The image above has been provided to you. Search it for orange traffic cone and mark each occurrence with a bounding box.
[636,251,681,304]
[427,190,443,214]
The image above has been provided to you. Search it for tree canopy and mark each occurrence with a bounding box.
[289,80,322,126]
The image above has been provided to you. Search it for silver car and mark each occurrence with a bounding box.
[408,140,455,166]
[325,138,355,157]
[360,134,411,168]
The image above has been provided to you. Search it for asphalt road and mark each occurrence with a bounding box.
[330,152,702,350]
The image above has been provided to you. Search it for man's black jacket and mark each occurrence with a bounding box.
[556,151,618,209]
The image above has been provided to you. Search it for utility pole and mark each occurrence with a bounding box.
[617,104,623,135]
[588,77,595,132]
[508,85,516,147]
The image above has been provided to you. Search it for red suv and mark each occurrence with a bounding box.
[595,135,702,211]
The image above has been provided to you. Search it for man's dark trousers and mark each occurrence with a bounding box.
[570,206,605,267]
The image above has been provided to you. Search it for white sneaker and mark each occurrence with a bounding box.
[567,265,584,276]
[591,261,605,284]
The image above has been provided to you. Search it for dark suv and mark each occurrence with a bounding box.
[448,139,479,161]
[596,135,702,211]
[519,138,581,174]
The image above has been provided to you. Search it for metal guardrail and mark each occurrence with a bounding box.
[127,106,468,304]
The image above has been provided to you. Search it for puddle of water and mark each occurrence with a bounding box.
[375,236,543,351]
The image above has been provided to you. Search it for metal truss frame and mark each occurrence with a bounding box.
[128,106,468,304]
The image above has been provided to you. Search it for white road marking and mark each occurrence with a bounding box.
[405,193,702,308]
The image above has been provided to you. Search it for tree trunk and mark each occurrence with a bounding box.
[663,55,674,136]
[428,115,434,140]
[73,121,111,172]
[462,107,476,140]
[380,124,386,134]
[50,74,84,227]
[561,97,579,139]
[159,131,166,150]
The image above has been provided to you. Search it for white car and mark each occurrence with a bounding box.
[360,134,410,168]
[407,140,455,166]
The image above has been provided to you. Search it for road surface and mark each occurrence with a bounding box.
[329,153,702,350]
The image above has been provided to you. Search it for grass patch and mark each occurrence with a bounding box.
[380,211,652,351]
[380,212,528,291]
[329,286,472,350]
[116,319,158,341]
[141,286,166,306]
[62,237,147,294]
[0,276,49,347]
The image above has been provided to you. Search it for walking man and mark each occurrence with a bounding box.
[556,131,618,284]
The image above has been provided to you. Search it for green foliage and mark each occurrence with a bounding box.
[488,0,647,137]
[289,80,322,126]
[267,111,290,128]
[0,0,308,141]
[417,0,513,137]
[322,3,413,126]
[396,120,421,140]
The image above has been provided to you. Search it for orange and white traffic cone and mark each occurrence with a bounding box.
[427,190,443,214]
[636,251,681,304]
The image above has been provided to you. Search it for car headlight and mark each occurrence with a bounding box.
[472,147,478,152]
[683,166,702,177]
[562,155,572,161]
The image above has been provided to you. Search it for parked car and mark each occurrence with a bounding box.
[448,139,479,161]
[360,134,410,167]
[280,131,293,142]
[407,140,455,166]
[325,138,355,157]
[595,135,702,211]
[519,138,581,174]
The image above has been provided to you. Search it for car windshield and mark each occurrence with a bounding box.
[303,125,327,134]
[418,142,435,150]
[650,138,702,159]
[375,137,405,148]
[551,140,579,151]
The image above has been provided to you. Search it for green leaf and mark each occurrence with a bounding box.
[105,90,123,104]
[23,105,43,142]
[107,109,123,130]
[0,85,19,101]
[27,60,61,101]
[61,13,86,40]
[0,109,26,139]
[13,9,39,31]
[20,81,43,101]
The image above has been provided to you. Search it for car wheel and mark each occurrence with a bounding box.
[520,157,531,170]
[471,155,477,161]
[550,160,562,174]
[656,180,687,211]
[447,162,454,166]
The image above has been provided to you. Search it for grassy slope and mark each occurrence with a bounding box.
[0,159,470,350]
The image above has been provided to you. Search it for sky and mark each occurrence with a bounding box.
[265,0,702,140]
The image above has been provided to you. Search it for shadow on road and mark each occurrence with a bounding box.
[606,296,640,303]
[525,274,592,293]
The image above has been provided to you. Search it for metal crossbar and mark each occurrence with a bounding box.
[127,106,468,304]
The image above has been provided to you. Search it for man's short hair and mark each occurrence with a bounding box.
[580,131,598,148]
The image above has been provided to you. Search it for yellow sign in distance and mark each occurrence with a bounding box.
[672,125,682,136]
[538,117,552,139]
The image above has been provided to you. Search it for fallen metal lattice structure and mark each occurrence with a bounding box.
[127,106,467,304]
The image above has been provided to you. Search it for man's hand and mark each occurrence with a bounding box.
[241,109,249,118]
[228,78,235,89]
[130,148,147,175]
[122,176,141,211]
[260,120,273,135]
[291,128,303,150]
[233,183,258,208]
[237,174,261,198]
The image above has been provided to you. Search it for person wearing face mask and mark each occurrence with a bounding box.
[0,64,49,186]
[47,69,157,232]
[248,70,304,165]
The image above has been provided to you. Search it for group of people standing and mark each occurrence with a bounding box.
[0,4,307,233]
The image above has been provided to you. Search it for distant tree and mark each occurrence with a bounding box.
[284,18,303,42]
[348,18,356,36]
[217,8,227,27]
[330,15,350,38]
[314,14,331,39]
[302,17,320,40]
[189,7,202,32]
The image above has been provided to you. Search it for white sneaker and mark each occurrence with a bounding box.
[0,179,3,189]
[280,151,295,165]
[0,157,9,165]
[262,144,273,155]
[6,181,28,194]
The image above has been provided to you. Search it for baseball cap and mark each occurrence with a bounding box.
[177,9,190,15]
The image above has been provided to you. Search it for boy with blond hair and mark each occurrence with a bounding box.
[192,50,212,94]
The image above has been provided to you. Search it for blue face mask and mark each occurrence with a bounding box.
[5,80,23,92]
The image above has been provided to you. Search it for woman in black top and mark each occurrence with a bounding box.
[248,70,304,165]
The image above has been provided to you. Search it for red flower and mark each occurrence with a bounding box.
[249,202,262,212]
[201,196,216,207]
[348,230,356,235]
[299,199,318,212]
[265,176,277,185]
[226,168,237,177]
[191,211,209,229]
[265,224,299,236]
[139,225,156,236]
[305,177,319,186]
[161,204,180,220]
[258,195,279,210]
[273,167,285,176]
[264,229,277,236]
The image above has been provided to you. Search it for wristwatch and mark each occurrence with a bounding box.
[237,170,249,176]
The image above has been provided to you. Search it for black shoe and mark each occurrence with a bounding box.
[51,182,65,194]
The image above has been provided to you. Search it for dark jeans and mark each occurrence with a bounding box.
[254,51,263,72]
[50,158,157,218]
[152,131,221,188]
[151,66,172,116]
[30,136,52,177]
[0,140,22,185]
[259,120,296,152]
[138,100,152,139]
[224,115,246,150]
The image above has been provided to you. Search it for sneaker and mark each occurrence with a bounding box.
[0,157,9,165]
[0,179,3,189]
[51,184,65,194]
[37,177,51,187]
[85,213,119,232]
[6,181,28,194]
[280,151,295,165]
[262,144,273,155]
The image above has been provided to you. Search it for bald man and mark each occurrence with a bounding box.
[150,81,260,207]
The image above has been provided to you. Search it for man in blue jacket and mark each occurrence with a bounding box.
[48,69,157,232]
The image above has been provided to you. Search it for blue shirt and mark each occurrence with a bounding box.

PROBLEM TO SOLVE: All of the data above should be reproduced word for word.

RESULT BELOW:
The image above has been provided to you. Search it for orange traffic cone and mark each occurrence with a bounding box.
[636,251,681,304]
[427,190,443,214]
The image above has been provided to you. Search it for tree canopy and mark each occurrence with a bounding box.
[289,80,322,126]
The image above has been provided to you. Search it for silver car and mark each occurrence with a bounding box.
[408,140,455,166]
[325,138,355,157]
[360,134,411,168]
The image above has been provided to you. Search it for asphalt road and mark each occurrence with a bounding box.
[330,152,702,350]
The image above has been provided to you. Search it for man's black jacket and mark each occurrence with a bounding box.
[556,151,618,209]
The image above has been provided to you. Search it for utility pole and mark each occurrence with a bounding box.
[617,104,623,135]
[588,77,595,132]
[508,85,516,147]
The image above has been provided to you. Search it for red suv and mark each occurrence with a bounding box.
[595,135,702,211]
The image above has been provided to you. Search it for man's dark trousers and mark each occurrence with a bounding box.
[570,206,605,267]
The image above has been provided to you. Search it for white sneaker and mark each occurrence with a bounding box.
[567,265,584,276]
[591,261,605,284]
The image above has been provided to you. Search it for dark suv and mark each occurrence with a bounding box.
[448,139,479,161]
[596,135,702,211]
[519,138,581,174]
The image above has been provided to you. Search it for metal guardrail and mark each occurrence with a bounding box.
[127,106,468,304]
The image above has been provided to you. Search it for puddle of water and mark each occurrence with a bounding box.
[375,236,543,351]
The image above has been provided to you. Search it for metal truss frame and mark each occurrence with a bounding box.
[128,106,468,304]
The image above has been provided to you. Search it for white road marking and mark each occurrence with a bounding box.
[405,193,702,308]
The image above has been provided to you. Search it for tree trunk and mark each occurrence with a bounding box.
[663,55,674,136]
[428,115,434,140]
[73,121,111,172]
[462,107,476,140]
[380,124,386,134]
[50,74,84,227]
[561,97,579,139]
[159,131,166,150]
The image above has been provided to you. Search it for white car and mark each occurrence with a bounding box.
[360,134,410,168]
[407,140,455,166]
The image above has been provided to you. Search it for road surface and mark each occurrence with a bounding box.
[329,153,702,350]
The image above has been provided to you. Search it for grass patch and mark each occurrence with a bounding box.
[380,211,652,351]
[380,212,528,291]
[329,286,472,350]
[116,319,158,341]
[141,286,166,306]
[62,237,147,294]
[0,276,49,347]
The image above has been provided to you. Search it for walking man and mark each occurrence with a bounding box.
[556,131,618,284]
The image above has been provided to you. Search it for green foliage and mark each occurrence with a bounding box.
[488,0,647,137]
[289,80,322,126]
[267,111,290,128]
[0,0,308,141]
[417,0,513,137]
[322,3,413,126]
[396,120,421,140]
The image above has been provided to you. Search it for orange and white traffic cone and mark each occurrence with a bounding box.
[427,190,443,214]
[636,251,681,304]
The image above has been provided to you. Search it for car headlight and mark each occurrence with a bounding box.
[472,147,478,152]
[683,166,702,177]
[562,155,572,161]
The image above has been provided to you. Search it for parked car and mark each occurrence with a bounding box.
[448,139,479,161]
[360,134,410,167]
[280,131,293,142]
[407,140,455,166]
[325,138,355,157]
[595,135,702,211]
[519,138,581,174]
The image above has been provided to you. Search it for car windshield and mark each occurrence with a bounding box.
[303,125,327,134]
[418,142,435,150]
[650,138,702,159]
[375,137,405,148]
[551,140,579,151]
The image above has been provided to you. Search it for green leaf and mark each occurrence with a bounding box.
[105,90,123,104]
[23,105,43,142]
[107,109,123,130]
[0,85,19,101]
[27,60,61,101]
[61,13,86,40]
[0,109,26,139]
[13,9,39,31]
[20,81,43,101]
The image above has been provided to you. Search it for car wheel and mark each occurrence with a bounding box.
[520,157,531,170]
[471,155,477,161]
[550,160,562,174]
[656,180,687,211]
[447,162,454,166]
The image above has been provided to you. Search it for grassy slope and mark each occurrence with a bounding box.
[0,159,470,350]
The image above has been provided to you. Search it for sky and mark each occurrence with a bounding box.
[265,0,702,140]
The image above has been provided to you. Search it for shadow on road and mark each occurrence with a bounding box.
[606,296,640,303]
[525,274,592,293]
The image above has been provided to you. Search it for metal crossbar and mark each occurrence with a bounding box.
[127,106,468,304]
The image above has been provided to you. Search it for man's short hair and mark each occurrence with a bounding box.
[580,131,598,148]
The image above has been provided to you. Search it for yellow sign in distance and mark each occurrence with a bounding box.
[672,125,682,136]
[538,117,552,139]
The image above has been provided to you. Search it for fallen metal lattice structure and mark each occurrence with a bounding box.
[127,106,467,304]
The image above has been provided to you. Search it for man's hand and mark each occurrence with a bounding box.
[241,109,249,118]
[228,78,235,89]
[130,148,147,175]
[122,176,141,211]
[260,120,273,135]
[291,128,303,150]
[233,183,258,208]
[237,174,261,198]
The image above has been provided to you. Search it for person wearing face mask and mark each occurrence with a bounding box.
[0,64,49,186]
[47,69,157,232]
[248,70,304,165]
The image above has been provided to you. Search it for group of people standing and mark each occurrence with a bounding box.
[0,4,307,233]
The image above has been provided to you. Search it for distant tree and mark each occurrence with a bounding box.
[284,18,303,42]
[348,18,356,36]
[217,8,227,27]
[330,15,350,38]
[314,14,331,39]
[302,17,320,40]
[189,7,202,32]
The image above has been provided to you. Search it for white sneaker and mark each occurrence with a bounding box.
[0,179,3,189]
[280,151,295,165]
[0,157,9,165]
[262,144,273,155]
[6,181,28,194]
The image above has been provided to you. Search it for baseball cap and mark each occurrence with a bounding box.
[177,9,190,15]
The image above has been provided to you. Search it for boy with blond hair and mark each occurrence with a bounding box.
[192,50,212,94]
The image above has been provided to you. Search it for blue face mask and mark each occurrence with a bounding box.
[5,80,23,92]
The image above has been provided to you. Search it for woman in black top and mark each occurrence with a bounding box.
[248,70,304,165]
The image above has been provided to you. Search it for red flower and mark each occurrence with a bounding box.
[249,202,262,212]
[201,196,216,207]
[348,230,356,235]
[299,199,318,212]
[265,176,277,185]
[226,168,237,177]
[191,211,209,229]
[265,224,299,236]
[139,225,156,236]
[305,177,319,186]
[161,204,180,220]
[258,195,279,210]
[273,167,285,176]
[264,229,277,236]
The image above has been provided to you. Search it for wristwatch and mark each occurrence with a bounding box.
[237,170,249,176]
The image above has been provided to you. Search it for black shoe and mark each occurrence with a bounding box.
[51,182,65,194]
The image above has been provided to you. Search it for dark jeans and mark each occurrence with a bounding box.
[254,51,263,72]
[50,158,157,218]
[152,131,221,188]
[151,66,172,116]
[30,136,52,177]
[0,140,22,185]
[259,120,296,152]
[138,100,152,139]
[224,115,246,150]
The image above has been provided to you. Search it for sneaker and mark each occurrence with a bounding box.
[0,157,9,165]
[0,179,3,189]
[51,184,65,194]
[37,177,51,187]
[85,213,119,232]
[6,181,28,194]
[280,151,295,165]
[262,144,273,155]
The image above has been provided to you. Search it for bald man and mark each occurrence with a bounding box.
[150,81,260,207]
The image above has been provided to you. Search it for man in blue jacket and mark each occurrence with a bounding box.
[48,69,157,232]
The image above has been provided to you. Search it for blue shirt and mark each occurrence with a bounding box.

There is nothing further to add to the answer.